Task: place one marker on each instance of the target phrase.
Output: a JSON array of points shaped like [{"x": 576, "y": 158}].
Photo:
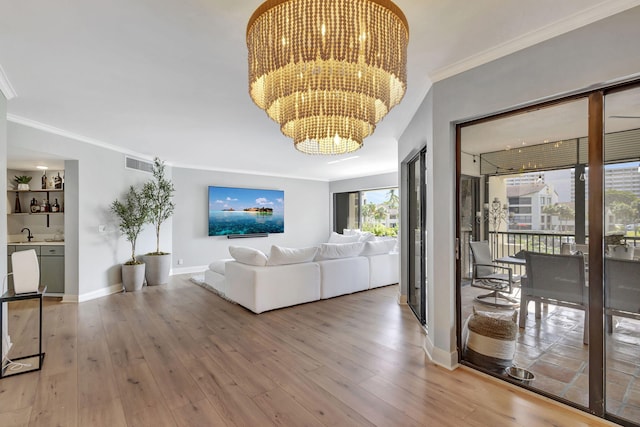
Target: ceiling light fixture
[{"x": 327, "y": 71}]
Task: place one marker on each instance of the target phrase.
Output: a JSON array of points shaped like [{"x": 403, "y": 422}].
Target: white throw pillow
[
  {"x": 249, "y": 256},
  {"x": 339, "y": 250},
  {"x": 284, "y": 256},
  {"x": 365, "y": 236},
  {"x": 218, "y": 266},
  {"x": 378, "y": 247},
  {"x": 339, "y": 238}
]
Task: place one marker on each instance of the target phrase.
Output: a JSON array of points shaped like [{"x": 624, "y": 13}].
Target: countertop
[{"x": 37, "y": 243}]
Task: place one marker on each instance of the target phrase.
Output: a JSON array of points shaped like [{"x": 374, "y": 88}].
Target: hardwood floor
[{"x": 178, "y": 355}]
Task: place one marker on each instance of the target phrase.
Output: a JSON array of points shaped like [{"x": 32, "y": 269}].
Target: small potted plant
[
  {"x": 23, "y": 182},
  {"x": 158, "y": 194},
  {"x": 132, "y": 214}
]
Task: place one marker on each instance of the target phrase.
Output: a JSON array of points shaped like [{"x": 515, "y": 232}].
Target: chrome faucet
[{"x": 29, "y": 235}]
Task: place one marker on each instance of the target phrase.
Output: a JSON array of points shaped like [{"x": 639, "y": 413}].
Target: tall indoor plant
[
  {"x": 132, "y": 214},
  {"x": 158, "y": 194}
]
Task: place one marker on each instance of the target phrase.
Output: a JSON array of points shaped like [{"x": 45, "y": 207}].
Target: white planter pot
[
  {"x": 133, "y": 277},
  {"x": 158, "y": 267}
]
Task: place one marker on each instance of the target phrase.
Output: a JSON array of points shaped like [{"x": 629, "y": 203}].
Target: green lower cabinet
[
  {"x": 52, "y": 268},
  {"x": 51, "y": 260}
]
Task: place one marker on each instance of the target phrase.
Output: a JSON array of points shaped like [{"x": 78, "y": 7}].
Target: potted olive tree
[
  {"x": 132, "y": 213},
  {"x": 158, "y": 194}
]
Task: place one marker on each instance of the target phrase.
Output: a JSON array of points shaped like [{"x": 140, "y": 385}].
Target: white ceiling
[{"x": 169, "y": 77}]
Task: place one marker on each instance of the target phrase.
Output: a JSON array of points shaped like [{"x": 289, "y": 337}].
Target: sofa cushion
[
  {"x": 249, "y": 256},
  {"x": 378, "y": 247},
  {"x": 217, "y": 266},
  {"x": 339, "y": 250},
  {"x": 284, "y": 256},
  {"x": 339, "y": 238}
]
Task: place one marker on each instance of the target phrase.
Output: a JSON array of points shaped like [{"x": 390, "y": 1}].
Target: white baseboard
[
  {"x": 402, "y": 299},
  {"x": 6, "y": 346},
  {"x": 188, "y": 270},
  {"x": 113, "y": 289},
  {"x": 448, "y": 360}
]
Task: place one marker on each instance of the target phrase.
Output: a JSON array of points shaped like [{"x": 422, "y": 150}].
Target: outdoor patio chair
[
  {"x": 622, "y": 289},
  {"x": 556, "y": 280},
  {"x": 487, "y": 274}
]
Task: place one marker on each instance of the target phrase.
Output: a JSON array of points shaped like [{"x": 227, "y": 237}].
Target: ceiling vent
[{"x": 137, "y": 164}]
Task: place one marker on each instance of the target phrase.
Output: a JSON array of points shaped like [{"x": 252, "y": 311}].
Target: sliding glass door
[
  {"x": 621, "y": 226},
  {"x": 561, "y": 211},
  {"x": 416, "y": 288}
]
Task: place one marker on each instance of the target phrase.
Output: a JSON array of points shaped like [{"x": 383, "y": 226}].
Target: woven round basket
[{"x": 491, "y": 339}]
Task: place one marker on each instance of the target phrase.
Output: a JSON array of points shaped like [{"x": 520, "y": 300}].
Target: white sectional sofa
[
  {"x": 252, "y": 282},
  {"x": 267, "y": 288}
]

+ + +

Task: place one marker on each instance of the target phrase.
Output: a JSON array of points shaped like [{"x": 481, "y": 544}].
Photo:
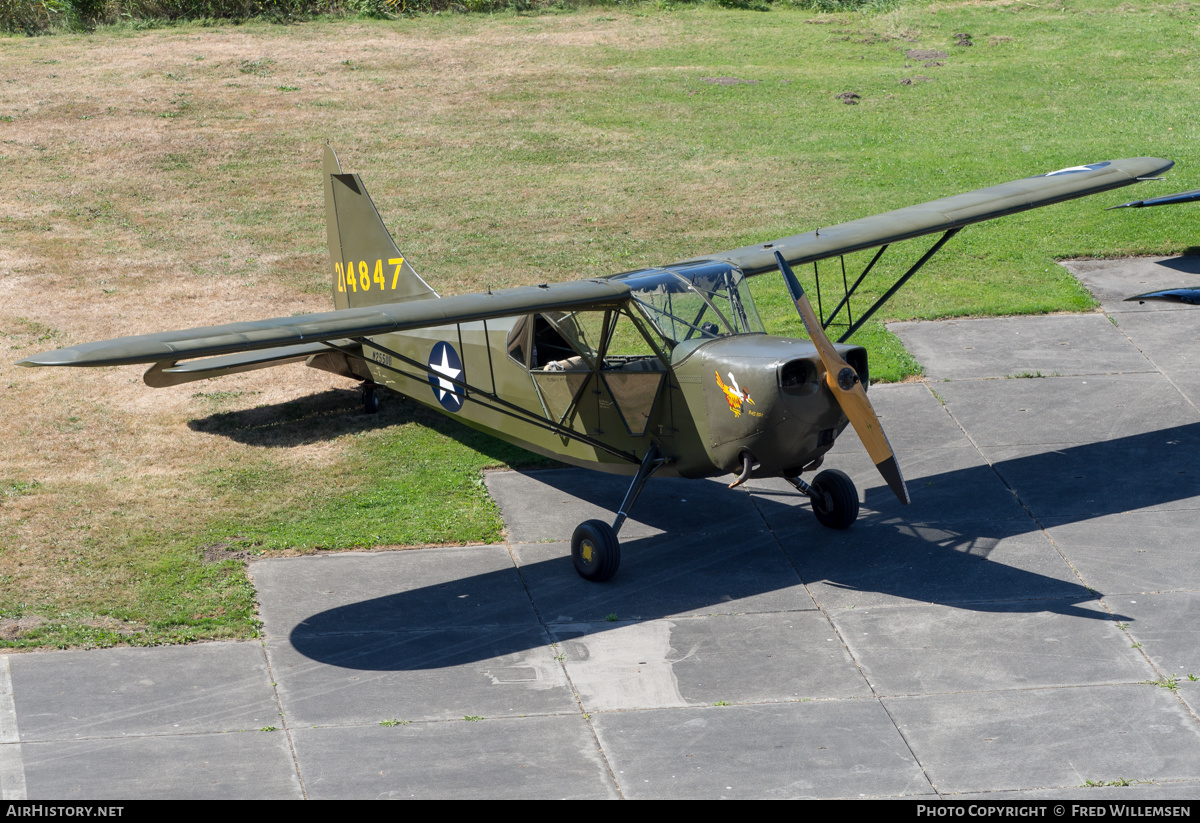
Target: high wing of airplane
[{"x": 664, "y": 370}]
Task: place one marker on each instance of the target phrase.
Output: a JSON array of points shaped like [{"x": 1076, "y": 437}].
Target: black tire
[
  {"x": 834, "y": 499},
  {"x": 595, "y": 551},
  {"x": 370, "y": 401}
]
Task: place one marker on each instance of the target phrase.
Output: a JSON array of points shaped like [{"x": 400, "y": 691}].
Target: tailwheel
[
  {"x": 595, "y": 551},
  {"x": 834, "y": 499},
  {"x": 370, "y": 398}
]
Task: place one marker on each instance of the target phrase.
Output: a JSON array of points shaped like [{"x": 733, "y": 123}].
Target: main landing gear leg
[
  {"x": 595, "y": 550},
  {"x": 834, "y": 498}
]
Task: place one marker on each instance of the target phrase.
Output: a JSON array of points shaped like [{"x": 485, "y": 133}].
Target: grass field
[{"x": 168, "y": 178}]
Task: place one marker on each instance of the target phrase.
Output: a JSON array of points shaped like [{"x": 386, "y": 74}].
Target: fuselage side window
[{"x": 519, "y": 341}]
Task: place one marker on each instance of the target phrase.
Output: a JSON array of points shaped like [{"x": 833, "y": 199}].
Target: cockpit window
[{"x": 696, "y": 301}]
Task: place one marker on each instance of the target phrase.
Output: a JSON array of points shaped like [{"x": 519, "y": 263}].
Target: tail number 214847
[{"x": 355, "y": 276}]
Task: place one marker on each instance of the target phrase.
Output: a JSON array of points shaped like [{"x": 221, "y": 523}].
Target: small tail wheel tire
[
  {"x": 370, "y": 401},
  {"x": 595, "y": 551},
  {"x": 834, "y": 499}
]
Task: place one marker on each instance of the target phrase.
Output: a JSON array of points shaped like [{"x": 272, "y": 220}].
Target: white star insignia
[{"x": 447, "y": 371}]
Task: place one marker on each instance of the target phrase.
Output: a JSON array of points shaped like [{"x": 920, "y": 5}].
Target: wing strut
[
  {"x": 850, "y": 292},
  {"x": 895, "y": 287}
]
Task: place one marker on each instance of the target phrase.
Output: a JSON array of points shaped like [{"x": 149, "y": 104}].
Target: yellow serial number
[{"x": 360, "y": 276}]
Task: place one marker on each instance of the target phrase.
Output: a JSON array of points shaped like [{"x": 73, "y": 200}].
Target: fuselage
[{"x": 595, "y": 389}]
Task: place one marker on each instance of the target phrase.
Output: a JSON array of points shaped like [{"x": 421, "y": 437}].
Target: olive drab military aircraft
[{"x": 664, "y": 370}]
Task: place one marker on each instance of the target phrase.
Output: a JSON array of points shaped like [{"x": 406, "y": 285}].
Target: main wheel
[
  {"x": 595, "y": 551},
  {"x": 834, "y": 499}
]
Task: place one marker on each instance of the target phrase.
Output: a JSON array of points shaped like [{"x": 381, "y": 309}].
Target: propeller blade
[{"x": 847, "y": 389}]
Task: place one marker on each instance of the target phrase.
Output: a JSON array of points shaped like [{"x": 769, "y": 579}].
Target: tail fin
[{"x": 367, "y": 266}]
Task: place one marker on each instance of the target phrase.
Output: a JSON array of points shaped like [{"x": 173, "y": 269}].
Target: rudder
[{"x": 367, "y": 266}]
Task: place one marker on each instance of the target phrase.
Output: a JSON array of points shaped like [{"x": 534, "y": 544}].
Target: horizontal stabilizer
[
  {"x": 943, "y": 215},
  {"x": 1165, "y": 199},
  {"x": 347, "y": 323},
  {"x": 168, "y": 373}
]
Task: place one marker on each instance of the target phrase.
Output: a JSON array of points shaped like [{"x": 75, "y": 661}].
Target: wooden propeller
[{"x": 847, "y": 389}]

+ + +

→ **Задание**:
Посчитайте, в скольких строках листинга встречается слово «fuselage». В ответе укажите только число.

→ **Ответ ниже**:
2